# Document passage
"""
Objective: To determine the annual incidence of patient-defined emergencies and patients' use of emergency services at a family medicine teaching unit.
Design: Cross-sectional survey.
Setting: Hospital-based family medicine teaching unit in Montreal.
Participants: Registered patients attending a family medicine teaching unit during 11 consecutive weekdays.
Main outcome measures: Annual incidence of patient-defined medical emergencies and use of emergency services at the unit.
Results: Eligible patients made 815 visits during the study period; 584 usable questionnaires were returned for a response rate of 71.7%. In the previous 12 months, 37% of patients reported at least one medical emergency. For their last emergency, 42% reported using at least one of the emergency services offered by the clinic. Only 19% of patients with after-hours emergencies reported using our on-call system. Although socioeconomic and clinical variables did not predict the incidence of patient-defined emergencies, multivariate analysis revealed three significant predictors for use: patients with the practice for 5 or more years were more likely to use our services, while patients 75 and older and those with emergencies after hours were less likely to use our services.
Conclusions: In an urban group family practice, annual incidence of medical emergencies among registered patients was 37%. Those whose most recent emergency occurred after hours used the clinics' emergency on-call services disappointingly little.
"""
# Set of tasks
A. In the abstract on patient-defined emergencies, what figures does the 71.7% response rate rest on? Answer in one or two sentences.
B. Summarize the abstract on patient-defined emergencies in two sentences.
C. For each statement, say whether it agrees with the abstract on patient-defined emergencies, answering yes or no and quoting the deciding words: (i) The study was a cross-sectional survey. (ii) Socioeconomic variables predicted the incidence of patient-defined emergencies. (iii) Patients 75 and older were more likely to use the unit's emergency services.

# Data extracts
"""
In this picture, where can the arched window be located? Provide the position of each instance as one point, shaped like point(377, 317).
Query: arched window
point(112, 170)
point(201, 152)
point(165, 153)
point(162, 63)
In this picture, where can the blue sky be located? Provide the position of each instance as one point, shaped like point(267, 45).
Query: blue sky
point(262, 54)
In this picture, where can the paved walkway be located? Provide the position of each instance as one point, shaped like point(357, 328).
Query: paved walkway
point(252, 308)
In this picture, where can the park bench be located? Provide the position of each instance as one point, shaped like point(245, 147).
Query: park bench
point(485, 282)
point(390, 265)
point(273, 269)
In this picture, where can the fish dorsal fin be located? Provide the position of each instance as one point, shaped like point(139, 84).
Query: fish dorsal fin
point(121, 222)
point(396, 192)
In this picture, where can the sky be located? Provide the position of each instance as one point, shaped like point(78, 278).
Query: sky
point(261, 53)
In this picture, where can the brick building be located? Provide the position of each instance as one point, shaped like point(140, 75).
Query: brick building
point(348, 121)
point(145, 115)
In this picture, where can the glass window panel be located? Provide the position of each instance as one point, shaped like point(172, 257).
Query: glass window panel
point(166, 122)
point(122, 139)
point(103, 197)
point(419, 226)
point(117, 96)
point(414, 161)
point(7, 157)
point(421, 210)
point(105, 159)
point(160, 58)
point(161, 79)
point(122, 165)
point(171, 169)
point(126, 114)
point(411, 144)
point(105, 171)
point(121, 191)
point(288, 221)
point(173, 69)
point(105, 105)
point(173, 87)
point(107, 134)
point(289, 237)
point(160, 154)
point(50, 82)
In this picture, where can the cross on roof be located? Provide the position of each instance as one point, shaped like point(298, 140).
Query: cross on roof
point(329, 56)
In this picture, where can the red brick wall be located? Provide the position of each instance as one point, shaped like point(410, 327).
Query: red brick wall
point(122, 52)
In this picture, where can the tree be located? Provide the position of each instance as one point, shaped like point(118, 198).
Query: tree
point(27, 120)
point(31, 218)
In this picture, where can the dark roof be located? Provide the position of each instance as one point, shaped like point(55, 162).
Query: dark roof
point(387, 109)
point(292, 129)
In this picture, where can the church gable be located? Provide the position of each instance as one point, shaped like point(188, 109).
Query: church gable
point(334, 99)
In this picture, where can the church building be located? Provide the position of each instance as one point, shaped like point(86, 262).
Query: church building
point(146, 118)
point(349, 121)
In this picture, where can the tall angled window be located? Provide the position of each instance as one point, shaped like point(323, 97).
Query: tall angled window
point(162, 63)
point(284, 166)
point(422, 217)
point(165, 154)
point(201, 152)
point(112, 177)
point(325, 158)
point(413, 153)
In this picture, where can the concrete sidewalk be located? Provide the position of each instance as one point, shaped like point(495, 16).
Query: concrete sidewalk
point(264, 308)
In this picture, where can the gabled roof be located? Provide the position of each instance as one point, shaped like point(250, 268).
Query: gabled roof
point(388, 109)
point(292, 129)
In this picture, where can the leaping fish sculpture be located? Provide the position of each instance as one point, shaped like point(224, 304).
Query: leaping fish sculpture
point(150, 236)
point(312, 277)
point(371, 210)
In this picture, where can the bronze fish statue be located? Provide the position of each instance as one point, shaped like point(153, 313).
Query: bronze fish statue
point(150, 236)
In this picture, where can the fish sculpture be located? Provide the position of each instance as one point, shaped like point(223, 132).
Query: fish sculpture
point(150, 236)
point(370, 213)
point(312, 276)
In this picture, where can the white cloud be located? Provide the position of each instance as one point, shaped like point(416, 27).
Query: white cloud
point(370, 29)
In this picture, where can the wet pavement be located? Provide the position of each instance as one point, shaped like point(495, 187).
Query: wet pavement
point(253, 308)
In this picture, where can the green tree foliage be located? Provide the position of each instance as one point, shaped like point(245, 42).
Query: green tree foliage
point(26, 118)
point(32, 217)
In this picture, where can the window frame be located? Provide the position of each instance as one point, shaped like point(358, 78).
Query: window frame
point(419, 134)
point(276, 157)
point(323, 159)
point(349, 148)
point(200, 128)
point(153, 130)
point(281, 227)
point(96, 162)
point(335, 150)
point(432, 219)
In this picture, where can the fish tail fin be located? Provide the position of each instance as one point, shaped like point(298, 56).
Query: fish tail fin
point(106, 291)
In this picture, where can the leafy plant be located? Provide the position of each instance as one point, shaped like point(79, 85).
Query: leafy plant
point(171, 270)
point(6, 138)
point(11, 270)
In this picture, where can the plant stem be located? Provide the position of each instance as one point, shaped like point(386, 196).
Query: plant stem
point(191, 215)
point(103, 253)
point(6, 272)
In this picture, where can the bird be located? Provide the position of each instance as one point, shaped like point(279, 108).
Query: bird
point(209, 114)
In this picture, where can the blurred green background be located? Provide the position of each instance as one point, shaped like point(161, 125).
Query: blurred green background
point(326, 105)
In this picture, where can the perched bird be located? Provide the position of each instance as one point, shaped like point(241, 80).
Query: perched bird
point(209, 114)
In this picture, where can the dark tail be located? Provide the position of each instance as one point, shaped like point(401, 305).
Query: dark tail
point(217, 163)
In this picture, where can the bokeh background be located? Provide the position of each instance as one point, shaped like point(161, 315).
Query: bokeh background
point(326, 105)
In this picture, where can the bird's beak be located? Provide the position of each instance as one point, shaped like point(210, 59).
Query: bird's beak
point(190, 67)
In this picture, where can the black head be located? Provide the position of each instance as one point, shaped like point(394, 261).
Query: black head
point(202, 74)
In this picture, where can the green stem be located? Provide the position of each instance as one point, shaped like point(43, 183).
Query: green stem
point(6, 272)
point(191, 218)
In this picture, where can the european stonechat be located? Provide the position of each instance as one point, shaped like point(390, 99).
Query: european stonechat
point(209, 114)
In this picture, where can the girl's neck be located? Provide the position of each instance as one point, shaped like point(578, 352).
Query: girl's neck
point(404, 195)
"""
# Task solutions
A. The 71.7% response rate comes from 584 usable questionnaires returned out of 815 visits made by eligible patients during the study period.

B. A cross-sectional survey of registered patients at a hospital-based family medicine teaching unit in Montreal found that 37% had had at least one medical emergency in the previous 12 months, and 42% used at least one of the clinic's emergency services for their last emergency. Patients with the practice for 5 or more years were more likely to use these services, while patients 75 and older and those with after-hours emergencies were less likely to, and only 19% of patients with after-hours emergencies used the on-call system.

C.
(i) Yes: "Design: Cross-sectional survey."
(ii) No: "socioeconomic and clinical variables did not predict the incidence of patient-defined emergencies"
(iii) No: "patients 75 and older and those with emergencies after hours were less likely to use our services"